◆ **Directions**
A word-for-word copy of the following listing is needed. Leave out its images.

◆ **Extracted records**
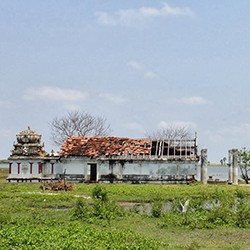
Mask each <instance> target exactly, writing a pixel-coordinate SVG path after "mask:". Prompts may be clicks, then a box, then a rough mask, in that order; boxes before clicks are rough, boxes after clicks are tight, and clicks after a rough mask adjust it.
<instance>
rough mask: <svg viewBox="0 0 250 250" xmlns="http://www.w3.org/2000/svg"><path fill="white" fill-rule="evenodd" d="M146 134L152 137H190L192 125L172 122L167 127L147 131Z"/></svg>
mask: <svg viewBox="0 0 250 250" xmlns="http://www.w3.org/2000/svg"><path fill="white" fill-rule="evenodd" d="M146 136H147V137H149V138H151V139H190V138H191V137H192V133H191V128H190V126H187V125H174V124H170V125H168V126H167V127H166V128H162V129H158V130H156V131H153V132H152V133H147V134H146Z"/></svg>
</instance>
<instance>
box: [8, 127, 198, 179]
mask: <svg viewBox="0 0 250 250" xmlns="http://www.w3.org/2000/svg"><path fill="white" fill-rule="evenodd" d="M40 141H41V136H40V135H38V134H37V133H36V132H35V131H33V130H30V129H28V130H24V131H22V132H21V133H20V134H18V135H17V143H16V144H14V150H13V151H12V155H11V156H10V157H9V159H8V160H9V176H8V178H7V180H8V181H43V180H58V179H60V178H66V179H67V180H68V181H75V182H107V183H187V182H189V181H193V180H195V179H196V178H197V164H198V161H199V155H198V154H197V136H196V137H195V139H178V140H177V139H161V140H150V139H129V138H119V137H71V138H69V139H68V140H66V141H65V143H64V145H63V146H62V147H61V151H60V152H59V155H53V154H47V153H46V152H45V151H44V150H43V145H41V144H40V143H41V142H40Z"/></svg>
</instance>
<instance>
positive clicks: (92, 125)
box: [49, 111, 112, 146]
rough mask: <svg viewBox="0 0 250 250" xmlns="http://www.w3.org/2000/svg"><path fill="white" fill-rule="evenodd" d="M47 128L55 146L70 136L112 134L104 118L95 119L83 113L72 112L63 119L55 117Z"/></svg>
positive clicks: (84, 113)
mask: <svg viewBox="0 0 250 250" xmlns="http://www.w3.org/2000/svg"><path fill="white" fill-rule="evenodd" d="M49 126H50V128H51V139H52V142H53V143H54V144H55V145H57V146H61V145H63V143H64V141H65V140H66V139H68V138H70V137H72V136H108V135H110V134H111V132H112V131H111V128H110V124H107V120H106V118H103V117H95V116H93V115H91V114H89V113H87V112H85V111H83V112H80V111H72V112H68V114H67V115H66V116H64V117H60V118H58V117H55V118H54V119H53V120H52V121H51V122H50V123H49Z"/></svg>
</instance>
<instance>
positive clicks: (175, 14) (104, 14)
mask: <svg viewBox="0 0 250 250" xmlns="http://www.w3.org/2000/svg"><path fill="white" fill-rule="evenodd" d="M95 16H96V18H97V22H98V23H99V24H101V25H113V26H115V25H130V24H132V23H135V22H138V21H142V20H144V19H146V18H156V17H166V16H189V17H192V16H194V12H193V11H192V10H191V9H190V8H188V7H185V8H179V7H171V6H169V5H168V4H167V3H163V6H162V8H159V9H157V8H152V7H141V8H139V9H126V10H124V9H120V10H119V11H117V12H115V13H113V14H109V13H107V12H102V11H98V12H95Z"/></svg>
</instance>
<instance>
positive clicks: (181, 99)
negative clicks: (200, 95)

◆ **Solution to this task**
Mask each <instance> target exactly, writing a pixel-coordinate SVG path after "mask:". Prompts may be clicks, then a box, then a rough mask, in that order; boxes before clicks are rough, boxes after clicks are tight, and clicks after a rough mask adjust it.
<instance>
rough mask: <svg viewBox="0 0 250 250" xmlns="http://www.w3.org/2000/svg"><path fill="white" fill-rule="evenodd" d="M146 134L152 137H190L192 125L172 122L167 127L147 131Z"/></svg>
mask: <svg viewBox="0 0 250 250" xmlns="http://www.w3.org/2000/svg"><path fill="white" fill-rule="evenodd" d="M146 136H147V137H149V138H151V139H190V138H191V137H192V133H191V128H190V126H187V125H174V124H170V125H168V126H167V127H166V128H162V129H158V130H156V131H153V132H152V133H147V134H146Z"/></svg>
</instance>
<instance>
box: [8, 127, 198, 179]
mask: <svg viewBox="0 0 250 250" xmlns="http://www.w3.org/2000/svg"><path fill="white" fill-rule="evenodd" d="M40 141H41V136H40V135H38V134H37V133H36V132H35V131H33V130H30V129H28V130H24V131H22V132H21V133H20V134H18V135H17V143H16V144H14V150H13V151H12V155H11V156H10V157H9V159H8V160H9V176H8V178H7V180H8V181H43V180H58V179H60V178H66V179H67V180H68V181H75V182H107V183H187V182H189V181H193V180H195V179H196V178H197V164H198V161H199V155H198V154H197V136H196V137H195V139H178V140H177V139H161V140H150V139H129V138H119V137H71V138H69V139H68V140H66V141H65V143H64V145H63V146H62V147H61V151H60V152H59V155H53V154H47V153H46V152H45V151H44V150H43V145H41V144H40V143H41V142H40Z"/></svg>
</instance>
<instance>
positive clicks: (92, 125)
box: [49, 111, 112, 146]
rough mask: <svg viewBox="0 0 250 250" xmlns="http://www.w3.org/2000/svg"><path fill="white" fill-rule="evenodd" d="M47 128L55 146L70 136L112 134L104 118L95 119L83 113L72 112L63 119L55 117Z"/></svg>
positive clicks: (84, 113)
mask: <svg viewBox="0 0 250 250" xmlns="http://www.w3.org/2000/svg"><path fill="white" fill-rule="evenodd" d="M49 126H50V128H51V139H52V142H53V143H54V144H55V145H57V146H61V145H63V143H64V141H65V140H66V139H68V138H70V137H72V136H108V135H110V134H111V132H112V131H111V128H110V124H107V120H106V118H103V117H95V116H93V115H91V114H89V113H87V112H85V111H83V112H80V111H72V112H68V114H67V115H66V116H64V117H60V118H58V117H55V118H54V119H53V120H52V121H51V122H50V123H49Z"/></svg>
</instance>
<instance>
positive clicks: (175, 14) (104, 14)
mask: <svg viewBox="0 0 250 250" xmlns="http://www.w3.org/2000/svg"><path fill="white" fill-rule="evenodd" d="M95 16H96V18H97V22H98V23H99V24H101V25H113V26H115V25H130V24H132V23H135V22H138V21H142V20H144V19H146V18H156V17H166V16H189V17H192V16H194V12H193V11H192V10H191V9H190V8H188V7H185V8H179V7H171V6H169V5H168V4H167V3H163V6H162V8H159V9H157V8H152V7H141V8H139V9H126V10H124V9H120V10H119V11H117V12H115V13H113V14H109V13H107V12H102V11H98V12H95Z"/></svg>
</instance>
<instance>
positive clicks: (181, 99)
negative clicks: (200, 95)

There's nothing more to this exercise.